## [Dataset records]
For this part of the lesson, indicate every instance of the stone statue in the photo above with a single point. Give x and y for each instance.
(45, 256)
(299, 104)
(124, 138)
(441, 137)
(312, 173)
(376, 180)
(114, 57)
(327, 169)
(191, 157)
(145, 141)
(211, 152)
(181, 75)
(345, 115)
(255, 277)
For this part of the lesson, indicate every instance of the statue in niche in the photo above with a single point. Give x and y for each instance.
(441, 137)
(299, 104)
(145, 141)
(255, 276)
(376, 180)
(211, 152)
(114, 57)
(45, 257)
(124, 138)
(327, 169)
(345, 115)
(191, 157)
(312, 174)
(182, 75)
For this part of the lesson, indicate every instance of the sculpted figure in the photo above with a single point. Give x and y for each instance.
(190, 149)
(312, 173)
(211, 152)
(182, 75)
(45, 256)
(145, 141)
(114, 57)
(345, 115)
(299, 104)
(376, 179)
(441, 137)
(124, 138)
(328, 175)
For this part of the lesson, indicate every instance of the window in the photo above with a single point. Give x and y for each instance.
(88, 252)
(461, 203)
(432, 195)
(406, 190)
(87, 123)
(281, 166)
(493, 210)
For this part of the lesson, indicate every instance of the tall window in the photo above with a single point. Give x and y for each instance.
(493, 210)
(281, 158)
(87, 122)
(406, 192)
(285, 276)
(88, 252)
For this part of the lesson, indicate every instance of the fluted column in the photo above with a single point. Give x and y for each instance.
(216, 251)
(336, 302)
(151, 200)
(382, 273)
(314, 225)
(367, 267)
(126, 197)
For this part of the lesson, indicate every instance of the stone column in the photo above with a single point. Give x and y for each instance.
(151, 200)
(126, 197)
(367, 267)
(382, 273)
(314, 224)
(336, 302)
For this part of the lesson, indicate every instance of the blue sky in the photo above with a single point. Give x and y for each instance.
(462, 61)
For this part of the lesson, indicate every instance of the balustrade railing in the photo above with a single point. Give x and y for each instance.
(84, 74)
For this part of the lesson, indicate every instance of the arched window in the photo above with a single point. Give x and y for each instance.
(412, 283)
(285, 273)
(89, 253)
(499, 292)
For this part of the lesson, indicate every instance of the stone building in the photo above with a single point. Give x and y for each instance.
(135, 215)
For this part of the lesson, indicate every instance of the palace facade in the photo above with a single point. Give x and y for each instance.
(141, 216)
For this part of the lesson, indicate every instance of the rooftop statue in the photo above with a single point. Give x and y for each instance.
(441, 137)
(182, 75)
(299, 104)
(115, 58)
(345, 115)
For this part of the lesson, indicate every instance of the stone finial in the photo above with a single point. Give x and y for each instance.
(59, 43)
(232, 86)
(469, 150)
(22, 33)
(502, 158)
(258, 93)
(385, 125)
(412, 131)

## [Work required]
The answer must be the full data, repeated word for word.

## [Exercise answer]
For this part of the lesson, indicate every instance of the stone statue in the photo above with a single point. Give x and y for each instance.
(45, 256)
(299, 104)
(124, 138)
(441, 137)
(312, 173)
(376, 180)
(114, 57)
(327, 169)
(191, 157)
(145, 141)
(211, 152)
(181, 75)
(345, 115)
(255, 277)
For this part of the lesson, indicate every instance of the statue in niche in the photo above with a single point. Give x and y for each instance.
(441, 137)
(299, 104)
(145, 141)
(255, 276)
(376, 180)
(211, 152)
(114, 57)
(45, 257)
(124, 138)
(327, 169)
(345, 115)
(191, 157)
(312, 174)
(182, 75)
For this part of the lesson, indicate every instance of the sculpted figure in the photo above with a single point. Give x and y for each instance.
(190, 149)
(312, 173)
(211, 152)
(182, 75)
(45, 256)
(145, 141)
(114, 57)
(345, 115)
(299, 104)
(376, 179)
(441, 137)
(124, 138)
(328, 175)
For this part of the lesson, indicate every instance of the window in the photo above with a single point. Give x and y for each instance.
(88, 252)
(461, 203)
(432, 195)
(406, 190)
(87, 123)
(281, 166)
(493, 210)
For this part of the lesson, indicate every instance of the tall window in the photo above with a single point. Give x and y for each instance.
(493, 210)
(281, 158)
(87, 122)
(406, 192)
(285, 276)
(88, 252)
For this part of the lesson, indicate every instance of the fluted column in the photo above with a single point. Give x and y for each instance.
(216, 251)
(336, 302)
(151, 200)
(382, 273)
(314, 225)
(367, 267)
(126, 197)
For this part of the lesson, indicate every instance of the stone column in the photo above with a single point. Give x and y for each instance.
(151, 200)
(126, 197)
(367, 267)
(382, 273)
(314, 224)
(336, 302)
For this part of the lesson, indicate every instance of the blue sky in the photo above with a single point. Give x and y for each instance.
(462, 61)
For this part of the lesson, indicate every instance of the balustrade railing in the photo above with a single point. Give x and y for each instance.
(84, 74)
For this part of the lesson, indicate every instance of the arched window in the photo above with a single point. Give x and y for each instance.
(412, 283)
(285, 273)
(89, 253)
(499, 292)
For this part of the lesson, indicate every instance of the stone building in the photo above with a single point. Give x and y for each instance.
(135, 215)
For this part of the lesson, indicate every instance of the palace facade in the photo above with a single point. Give x and y for each instance.
(141, 216)
For this part of the lesson, indicate every instance of the rooftop statue in the photo above with a single point. Give x and y for each instance.
(441, 137)
(182, 75)
(299, 104)
(115, 58)
(345, 115)
For this part of the lesson, indicate every instance of the stone finial in the photo above with a single point. Give x and y for each instance.
(59, 43)
(232, 86)
(469, 150)
(22, 33)
(502, 158)
(258, 93)
(385, 125)
(412, 131)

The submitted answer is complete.